● Parts of the exercise
**1.** From the blog text below, list the three things the writer says were part of the slaving away to get ready for the vendor night.
**2.** Please answer these from the blog text below, one answer per line, marked the same way:
(a) What event did the writer's friend sign the writer up for?
(b) What is the deadline for "cleaner registration"?
(c) Which closet does the writer show off?
**3.** Carry the blog text about ribbon belts and closet cleaning forward from its last sentence, in the same voice.

● Document section
****
It takes guts to show the world what a slob you are!!  But hey, we're all in this together.  YAY US!
I'm going to show you what I've been working on late into the night, while I should be on the computer commenting on all your wonderful blogs.

This, my friends, is what I've been doing.

You guessed it, I've been in my sweatshop sewing belts.  Big belts, little belts, belts of every shape and size.  Why, you ask?  Well....in a fit of A.D.D.  I decided to make ribbon belts a la Hadley Pollet for friends and family.  As gifts.  One of my friends who has far more faith in me than I do decided I should sell these suckers and she signed me up for our "PTO Vendor Nite" this Monday.  The pressure is on folks.  

Making something on a whim and giving it out is one thing.  Actually laying them on a table and standing there while discerning shoppers eye up my handicrafts is quite another.  

Soooo I've been slaving away, sewing, making little labels for my gift bags, figuring out pricing. The works.  

Come Monday night I'll see if all my hard work brings in a profit, or if for the next five years I'll be giving belts out as gifts for every occasion.  

I hope my mailman likes to accessorize!!!


Get your priorities straight people!

I know you're all excited about today's election.  You're probably going to stand in line to cast your vote...but seriously, let's get our priorities straight!

Your closets are messy!  Aren't you ashamed?  Did you spend 20 minutes looking for a matching pair of socks this morning?

Let's get cracking ladies.  Forget the polls.  There are plenty of other people voting today!

Sign up for my November challenge!  The deadline for "cleaner registration" is this Friday!

Look what I did!

This is my guest room closet.  I couldn't find my camera for the before picture..but trust me.  It was a mess.  This is a HUGE improvement.
****
● Data supplied
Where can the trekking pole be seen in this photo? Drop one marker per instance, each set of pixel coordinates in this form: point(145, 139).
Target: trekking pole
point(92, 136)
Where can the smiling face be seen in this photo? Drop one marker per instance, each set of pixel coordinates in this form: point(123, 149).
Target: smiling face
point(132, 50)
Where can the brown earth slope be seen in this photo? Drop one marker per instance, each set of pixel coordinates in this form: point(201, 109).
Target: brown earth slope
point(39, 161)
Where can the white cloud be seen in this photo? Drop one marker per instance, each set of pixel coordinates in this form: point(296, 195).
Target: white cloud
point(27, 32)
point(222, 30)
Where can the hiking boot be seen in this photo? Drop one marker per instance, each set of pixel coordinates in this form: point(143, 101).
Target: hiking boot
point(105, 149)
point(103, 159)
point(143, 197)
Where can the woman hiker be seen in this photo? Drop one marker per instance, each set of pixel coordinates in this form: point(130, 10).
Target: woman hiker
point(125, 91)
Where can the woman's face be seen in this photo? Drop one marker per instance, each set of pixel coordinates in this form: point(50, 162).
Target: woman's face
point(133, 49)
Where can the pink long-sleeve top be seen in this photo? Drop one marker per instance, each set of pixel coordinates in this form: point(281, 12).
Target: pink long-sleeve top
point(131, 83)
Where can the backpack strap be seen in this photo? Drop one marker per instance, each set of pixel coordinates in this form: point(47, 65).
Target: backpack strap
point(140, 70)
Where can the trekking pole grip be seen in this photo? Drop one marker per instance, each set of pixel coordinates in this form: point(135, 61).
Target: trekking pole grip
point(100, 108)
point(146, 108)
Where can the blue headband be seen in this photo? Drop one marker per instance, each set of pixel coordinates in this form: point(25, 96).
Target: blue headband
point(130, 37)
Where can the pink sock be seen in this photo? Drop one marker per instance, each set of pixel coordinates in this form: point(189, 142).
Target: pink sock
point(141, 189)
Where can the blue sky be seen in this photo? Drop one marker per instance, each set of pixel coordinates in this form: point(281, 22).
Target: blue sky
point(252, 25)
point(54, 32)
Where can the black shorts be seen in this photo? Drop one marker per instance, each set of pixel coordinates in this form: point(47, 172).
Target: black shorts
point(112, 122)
****
● Your written answers
**1.**
- Sewing
- Making little labels for gift bags
- Figuring out pricing

**2.**
(a) The PTO "Vendor Nite" on Monday
(b) This Friday
(c) The guest room closet

**3.**
Check out what Tara did already!!

Show me what you're made of.  Democrats AND Republicans agree, neat closets are patriotic!!!

Since I hate to exclude anyone....if you're already really neat and organized show us your stuff. We need guidance.  I'll throw in one of my adorable hand made Hadley Pollet knock off belts (retail $40) to the best role model.  (Trust me - these belts are cute!)

Oh and if you INSIST on voting, please vote for John McCain.

Thanks and have a great, ORGANIZED day!


I'll show you mine, if you show me yours!!! (And..you could win a prize!!)

As you know, November is officially, "Get My Shit Together" month.

It pains me to do this, but I am going to shame myself into getting organized.

Here are some examples of areas that desperately need my attention.

The kids' game closet...

The kitchen pantry...

Trust me, there are lots of other areas that need to be completely overhauled. But I'm starting here.

Here's my challenge. Take pictures of your problem areas. Post them on your blog and then we can cheer each other on to clean up our messes!

It's embarrassing as hell, but I'm hoping we can support each other.

Let me know if you decide to join me in my quest for organization. I need to know I'm not alone!!

Oh and P.S. Whoever accomplishes the most in November wins a fabulous prize. What's the prize?

First and foremost, it's the pride you will feel when you open your closets and know exactly where everything goes. It will change your life.

Second, it's a $75 gift certificate from Southern Living at HOME.

You heard it right. Now calm down.

I am the judge for this contest. I promise to be fair and impartial.

So post your before photos and let me know you're on board.

Deadline for signing up is this Friday, November 7th.

Footnote: Here are the specific contest rules. You must commit to the challenge by Friday, November 7th. On November 30th leave a comment and I will come to your blog and look at your before and after photos. The gift certificate will go to the person who transformed the most areas in their home. Good luck ladies (and Dr. Zibbs).


As per your request...Halloween with "The Boss"

Here are some pictures from Springsteen's house last year.  Every year is a different theme. Last year it was a Western/Cowboy theme.

At night it's way better!!  (Strobe lights, smoke machines, skeletons moving, crows and bats flapping in the trees.)  Too bad it's over.
I have more pictures from other years, I'll see if I can find them.  But since I have a short attention span, don't count on it.